Collected data:
--- begin ---

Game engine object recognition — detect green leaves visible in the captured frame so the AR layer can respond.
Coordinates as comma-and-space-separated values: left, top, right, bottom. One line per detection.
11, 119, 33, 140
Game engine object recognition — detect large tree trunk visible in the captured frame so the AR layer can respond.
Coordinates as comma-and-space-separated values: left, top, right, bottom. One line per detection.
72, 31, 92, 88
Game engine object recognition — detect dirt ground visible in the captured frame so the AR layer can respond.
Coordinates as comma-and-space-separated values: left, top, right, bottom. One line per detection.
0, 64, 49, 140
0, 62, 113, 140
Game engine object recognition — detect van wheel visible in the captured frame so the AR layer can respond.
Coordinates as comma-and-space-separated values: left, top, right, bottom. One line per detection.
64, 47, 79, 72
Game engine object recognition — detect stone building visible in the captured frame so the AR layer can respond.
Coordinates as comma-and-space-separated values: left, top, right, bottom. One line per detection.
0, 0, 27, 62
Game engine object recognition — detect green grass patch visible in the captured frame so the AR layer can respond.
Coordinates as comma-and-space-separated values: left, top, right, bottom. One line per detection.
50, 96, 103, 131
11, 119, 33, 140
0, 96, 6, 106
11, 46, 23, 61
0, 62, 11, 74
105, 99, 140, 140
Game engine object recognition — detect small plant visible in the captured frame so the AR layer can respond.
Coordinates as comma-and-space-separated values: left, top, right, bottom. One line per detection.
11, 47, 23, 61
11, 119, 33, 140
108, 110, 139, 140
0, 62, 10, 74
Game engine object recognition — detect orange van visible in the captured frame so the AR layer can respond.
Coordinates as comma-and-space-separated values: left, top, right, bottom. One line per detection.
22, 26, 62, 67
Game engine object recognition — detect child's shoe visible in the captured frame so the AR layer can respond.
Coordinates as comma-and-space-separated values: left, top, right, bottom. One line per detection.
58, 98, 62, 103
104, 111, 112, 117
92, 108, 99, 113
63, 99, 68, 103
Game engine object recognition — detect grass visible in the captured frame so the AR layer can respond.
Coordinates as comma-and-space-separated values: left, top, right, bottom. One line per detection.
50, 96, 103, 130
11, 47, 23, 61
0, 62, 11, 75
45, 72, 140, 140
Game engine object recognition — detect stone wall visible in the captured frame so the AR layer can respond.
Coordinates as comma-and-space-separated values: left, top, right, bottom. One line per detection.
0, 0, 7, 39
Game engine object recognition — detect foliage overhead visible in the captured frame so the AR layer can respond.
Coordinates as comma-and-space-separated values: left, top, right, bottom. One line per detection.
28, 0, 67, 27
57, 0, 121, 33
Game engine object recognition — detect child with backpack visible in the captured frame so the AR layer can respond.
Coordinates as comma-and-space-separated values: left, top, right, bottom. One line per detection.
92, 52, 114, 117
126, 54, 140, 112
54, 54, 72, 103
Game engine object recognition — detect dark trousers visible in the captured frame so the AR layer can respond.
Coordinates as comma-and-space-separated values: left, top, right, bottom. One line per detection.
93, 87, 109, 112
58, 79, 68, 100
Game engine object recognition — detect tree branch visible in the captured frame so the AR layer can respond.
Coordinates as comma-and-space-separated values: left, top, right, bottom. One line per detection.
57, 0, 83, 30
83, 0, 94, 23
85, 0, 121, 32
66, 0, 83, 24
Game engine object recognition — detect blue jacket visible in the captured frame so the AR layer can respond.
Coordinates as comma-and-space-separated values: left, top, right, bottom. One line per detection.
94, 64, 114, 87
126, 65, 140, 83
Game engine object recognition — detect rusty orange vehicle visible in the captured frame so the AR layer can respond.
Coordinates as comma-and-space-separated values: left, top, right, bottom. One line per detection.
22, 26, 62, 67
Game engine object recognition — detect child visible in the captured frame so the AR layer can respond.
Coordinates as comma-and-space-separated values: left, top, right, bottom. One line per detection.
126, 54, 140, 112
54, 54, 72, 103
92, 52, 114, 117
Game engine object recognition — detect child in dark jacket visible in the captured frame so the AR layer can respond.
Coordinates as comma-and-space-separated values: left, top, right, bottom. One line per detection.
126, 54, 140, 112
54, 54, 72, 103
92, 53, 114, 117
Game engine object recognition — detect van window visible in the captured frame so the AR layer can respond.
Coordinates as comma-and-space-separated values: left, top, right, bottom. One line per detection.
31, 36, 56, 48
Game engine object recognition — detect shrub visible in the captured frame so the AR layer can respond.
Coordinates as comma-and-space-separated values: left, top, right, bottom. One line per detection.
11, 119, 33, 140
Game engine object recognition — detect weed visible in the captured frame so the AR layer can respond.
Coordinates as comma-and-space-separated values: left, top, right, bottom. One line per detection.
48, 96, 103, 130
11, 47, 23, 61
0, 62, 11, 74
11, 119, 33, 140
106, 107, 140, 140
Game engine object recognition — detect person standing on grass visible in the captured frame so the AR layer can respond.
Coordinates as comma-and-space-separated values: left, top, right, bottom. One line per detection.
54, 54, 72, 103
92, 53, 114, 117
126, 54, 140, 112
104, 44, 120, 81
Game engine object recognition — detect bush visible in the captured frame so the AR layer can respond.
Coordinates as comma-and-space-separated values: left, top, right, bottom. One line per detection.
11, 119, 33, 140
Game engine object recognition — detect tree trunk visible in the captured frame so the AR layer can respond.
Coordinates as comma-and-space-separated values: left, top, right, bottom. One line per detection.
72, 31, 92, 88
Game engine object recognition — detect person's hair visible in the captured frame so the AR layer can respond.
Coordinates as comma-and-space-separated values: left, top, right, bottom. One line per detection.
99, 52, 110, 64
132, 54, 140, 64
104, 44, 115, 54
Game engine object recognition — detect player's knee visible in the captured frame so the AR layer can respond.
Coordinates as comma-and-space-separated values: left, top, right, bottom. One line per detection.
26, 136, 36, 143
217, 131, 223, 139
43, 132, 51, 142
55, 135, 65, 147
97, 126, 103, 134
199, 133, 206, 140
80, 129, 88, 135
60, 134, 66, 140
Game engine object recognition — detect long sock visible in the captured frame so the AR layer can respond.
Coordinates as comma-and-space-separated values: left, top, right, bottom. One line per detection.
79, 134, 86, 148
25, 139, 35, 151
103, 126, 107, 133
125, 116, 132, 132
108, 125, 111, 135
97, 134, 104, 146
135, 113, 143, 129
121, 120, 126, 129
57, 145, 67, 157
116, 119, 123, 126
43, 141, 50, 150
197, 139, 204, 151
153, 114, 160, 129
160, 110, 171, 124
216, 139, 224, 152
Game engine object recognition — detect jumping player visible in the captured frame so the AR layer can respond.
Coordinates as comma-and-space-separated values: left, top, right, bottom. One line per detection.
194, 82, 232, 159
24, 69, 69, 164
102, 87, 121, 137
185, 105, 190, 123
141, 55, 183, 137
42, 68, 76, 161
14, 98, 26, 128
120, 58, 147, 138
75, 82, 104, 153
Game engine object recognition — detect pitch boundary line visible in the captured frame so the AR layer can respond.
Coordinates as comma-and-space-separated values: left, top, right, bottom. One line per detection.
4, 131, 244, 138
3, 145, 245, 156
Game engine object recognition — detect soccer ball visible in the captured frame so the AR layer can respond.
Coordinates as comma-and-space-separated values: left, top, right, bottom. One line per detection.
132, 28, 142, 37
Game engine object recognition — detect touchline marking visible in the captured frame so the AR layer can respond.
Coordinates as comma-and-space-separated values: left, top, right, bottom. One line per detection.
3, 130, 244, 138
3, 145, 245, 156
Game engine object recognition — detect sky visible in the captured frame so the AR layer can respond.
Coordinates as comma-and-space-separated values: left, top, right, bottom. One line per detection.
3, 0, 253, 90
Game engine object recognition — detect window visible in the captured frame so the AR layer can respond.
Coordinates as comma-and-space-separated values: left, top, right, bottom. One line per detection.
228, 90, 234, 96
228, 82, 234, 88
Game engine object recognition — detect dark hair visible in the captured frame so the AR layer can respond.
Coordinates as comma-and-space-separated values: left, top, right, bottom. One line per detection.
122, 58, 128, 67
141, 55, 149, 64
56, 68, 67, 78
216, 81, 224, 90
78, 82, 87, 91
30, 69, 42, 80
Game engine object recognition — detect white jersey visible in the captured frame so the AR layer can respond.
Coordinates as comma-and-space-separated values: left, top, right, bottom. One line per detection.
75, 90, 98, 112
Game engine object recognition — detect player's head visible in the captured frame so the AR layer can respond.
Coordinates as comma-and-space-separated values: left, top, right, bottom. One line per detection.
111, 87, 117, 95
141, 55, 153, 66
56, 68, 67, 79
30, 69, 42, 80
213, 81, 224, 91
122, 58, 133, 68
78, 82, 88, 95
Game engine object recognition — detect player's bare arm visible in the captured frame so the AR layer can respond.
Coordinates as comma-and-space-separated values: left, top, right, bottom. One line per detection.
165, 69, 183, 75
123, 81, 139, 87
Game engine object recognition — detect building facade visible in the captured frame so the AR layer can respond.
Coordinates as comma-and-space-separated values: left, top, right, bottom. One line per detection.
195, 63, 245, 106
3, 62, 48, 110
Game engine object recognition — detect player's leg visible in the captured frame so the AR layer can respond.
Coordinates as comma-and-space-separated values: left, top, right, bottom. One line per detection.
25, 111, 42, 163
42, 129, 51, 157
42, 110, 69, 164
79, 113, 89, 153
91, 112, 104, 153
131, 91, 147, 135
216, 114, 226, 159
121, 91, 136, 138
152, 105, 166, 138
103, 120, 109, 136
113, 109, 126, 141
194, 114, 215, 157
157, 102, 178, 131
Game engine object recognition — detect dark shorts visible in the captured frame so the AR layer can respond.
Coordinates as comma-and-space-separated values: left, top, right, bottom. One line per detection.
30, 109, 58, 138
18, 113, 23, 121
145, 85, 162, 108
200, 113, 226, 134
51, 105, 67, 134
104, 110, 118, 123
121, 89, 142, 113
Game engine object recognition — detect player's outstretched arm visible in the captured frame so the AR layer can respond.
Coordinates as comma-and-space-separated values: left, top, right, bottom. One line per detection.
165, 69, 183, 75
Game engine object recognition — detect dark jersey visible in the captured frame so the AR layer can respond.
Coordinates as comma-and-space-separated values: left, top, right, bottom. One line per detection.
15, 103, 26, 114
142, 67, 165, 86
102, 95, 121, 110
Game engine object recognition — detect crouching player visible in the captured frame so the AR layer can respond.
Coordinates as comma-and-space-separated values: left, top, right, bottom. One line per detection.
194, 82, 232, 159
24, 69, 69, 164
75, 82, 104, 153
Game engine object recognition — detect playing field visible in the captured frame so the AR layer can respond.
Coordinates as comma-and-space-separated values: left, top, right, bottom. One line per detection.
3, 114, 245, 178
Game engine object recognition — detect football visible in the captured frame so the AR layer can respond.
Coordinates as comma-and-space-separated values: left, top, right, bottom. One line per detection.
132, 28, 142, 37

--- end ---
--- begin ---

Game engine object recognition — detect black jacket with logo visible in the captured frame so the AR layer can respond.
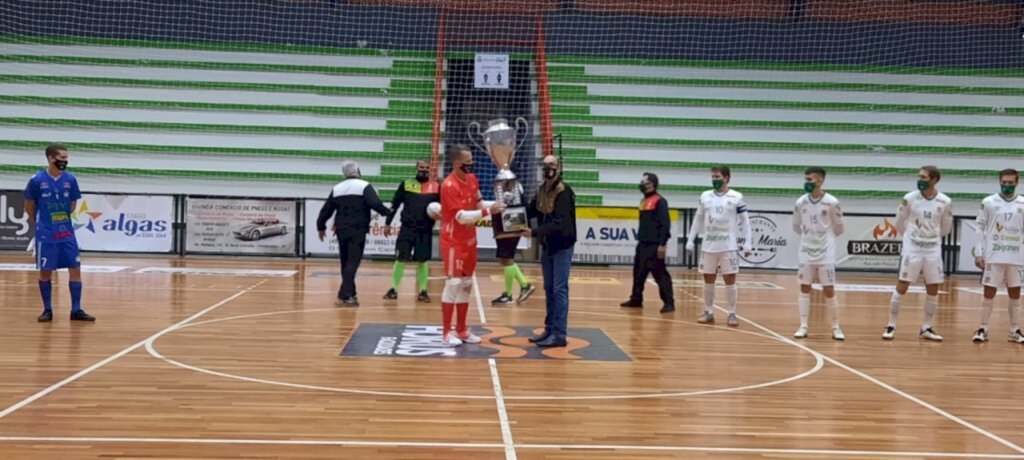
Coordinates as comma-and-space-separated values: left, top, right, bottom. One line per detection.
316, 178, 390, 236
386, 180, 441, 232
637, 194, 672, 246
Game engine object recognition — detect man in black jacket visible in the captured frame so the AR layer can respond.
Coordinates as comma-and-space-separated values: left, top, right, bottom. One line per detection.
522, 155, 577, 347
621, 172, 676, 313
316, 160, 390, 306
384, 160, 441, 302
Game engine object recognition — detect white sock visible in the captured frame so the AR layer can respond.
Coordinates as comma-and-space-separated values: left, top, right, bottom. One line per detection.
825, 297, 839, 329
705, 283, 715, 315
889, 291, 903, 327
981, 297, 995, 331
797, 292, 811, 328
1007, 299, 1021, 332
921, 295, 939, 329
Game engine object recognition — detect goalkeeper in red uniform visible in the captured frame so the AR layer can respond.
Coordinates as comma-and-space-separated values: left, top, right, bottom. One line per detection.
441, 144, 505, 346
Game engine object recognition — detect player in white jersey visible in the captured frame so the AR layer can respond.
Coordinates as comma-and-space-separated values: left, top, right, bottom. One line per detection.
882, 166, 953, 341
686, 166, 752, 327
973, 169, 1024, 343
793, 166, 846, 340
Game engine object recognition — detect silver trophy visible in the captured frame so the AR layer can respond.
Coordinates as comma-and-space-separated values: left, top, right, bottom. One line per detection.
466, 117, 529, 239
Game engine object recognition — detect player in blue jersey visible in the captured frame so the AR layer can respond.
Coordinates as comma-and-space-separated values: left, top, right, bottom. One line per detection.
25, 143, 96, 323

--- end ---
--- begin ---

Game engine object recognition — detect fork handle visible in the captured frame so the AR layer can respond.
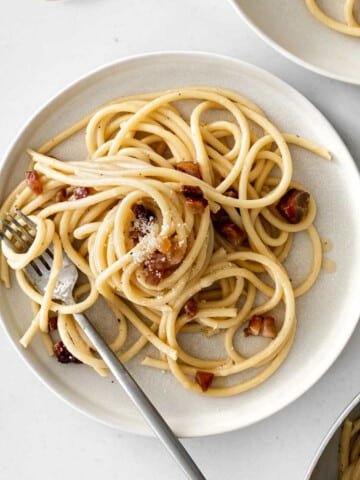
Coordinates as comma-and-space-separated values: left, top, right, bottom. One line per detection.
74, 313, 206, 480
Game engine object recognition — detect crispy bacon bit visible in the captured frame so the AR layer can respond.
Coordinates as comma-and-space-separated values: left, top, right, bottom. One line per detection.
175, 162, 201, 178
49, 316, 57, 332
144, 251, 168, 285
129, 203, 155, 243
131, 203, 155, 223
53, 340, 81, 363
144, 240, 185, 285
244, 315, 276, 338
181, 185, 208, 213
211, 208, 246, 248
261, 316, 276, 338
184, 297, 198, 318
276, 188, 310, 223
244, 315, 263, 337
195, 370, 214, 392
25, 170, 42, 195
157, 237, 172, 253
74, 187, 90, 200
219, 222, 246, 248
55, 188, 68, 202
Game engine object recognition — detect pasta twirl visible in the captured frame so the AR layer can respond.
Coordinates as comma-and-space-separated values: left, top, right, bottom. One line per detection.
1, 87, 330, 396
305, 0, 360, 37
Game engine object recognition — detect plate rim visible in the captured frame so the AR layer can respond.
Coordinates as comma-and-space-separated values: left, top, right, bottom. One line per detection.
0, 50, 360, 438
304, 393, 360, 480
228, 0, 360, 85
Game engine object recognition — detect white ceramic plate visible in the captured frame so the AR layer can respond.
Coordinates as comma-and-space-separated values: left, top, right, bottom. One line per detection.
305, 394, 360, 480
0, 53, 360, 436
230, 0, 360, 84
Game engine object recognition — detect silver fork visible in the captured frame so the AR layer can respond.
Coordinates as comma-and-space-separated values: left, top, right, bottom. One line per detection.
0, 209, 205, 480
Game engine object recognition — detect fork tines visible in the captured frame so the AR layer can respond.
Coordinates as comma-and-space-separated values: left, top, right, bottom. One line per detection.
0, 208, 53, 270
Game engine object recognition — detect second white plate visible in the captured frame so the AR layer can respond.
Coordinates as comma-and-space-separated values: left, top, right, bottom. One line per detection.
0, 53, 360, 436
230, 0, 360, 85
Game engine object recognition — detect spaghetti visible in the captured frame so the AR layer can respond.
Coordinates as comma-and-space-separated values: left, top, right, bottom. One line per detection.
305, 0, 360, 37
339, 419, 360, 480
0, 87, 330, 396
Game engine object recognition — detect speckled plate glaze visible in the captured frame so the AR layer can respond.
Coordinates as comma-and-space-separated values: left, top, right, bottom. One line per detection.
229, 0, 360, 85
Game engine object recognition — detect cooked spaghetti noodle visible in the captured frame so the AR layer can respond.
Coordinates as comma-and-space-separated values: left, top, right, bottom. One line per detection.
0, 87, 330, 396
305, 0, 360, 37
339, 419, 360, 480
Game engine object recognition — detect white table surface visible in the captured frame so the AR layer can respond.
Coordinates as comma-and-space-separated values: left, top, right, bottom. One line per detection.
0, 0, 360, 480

--- end ---

Pick out every line of the items above that contains the word "with", matching case exactly, and copy each one.

Game engine object recognition — detect child with backpack visible in the captured frame so the AR layer can respond.
Game engine object recognition — detect black jacket with logo visible in the captured frame so the AR layer can respond.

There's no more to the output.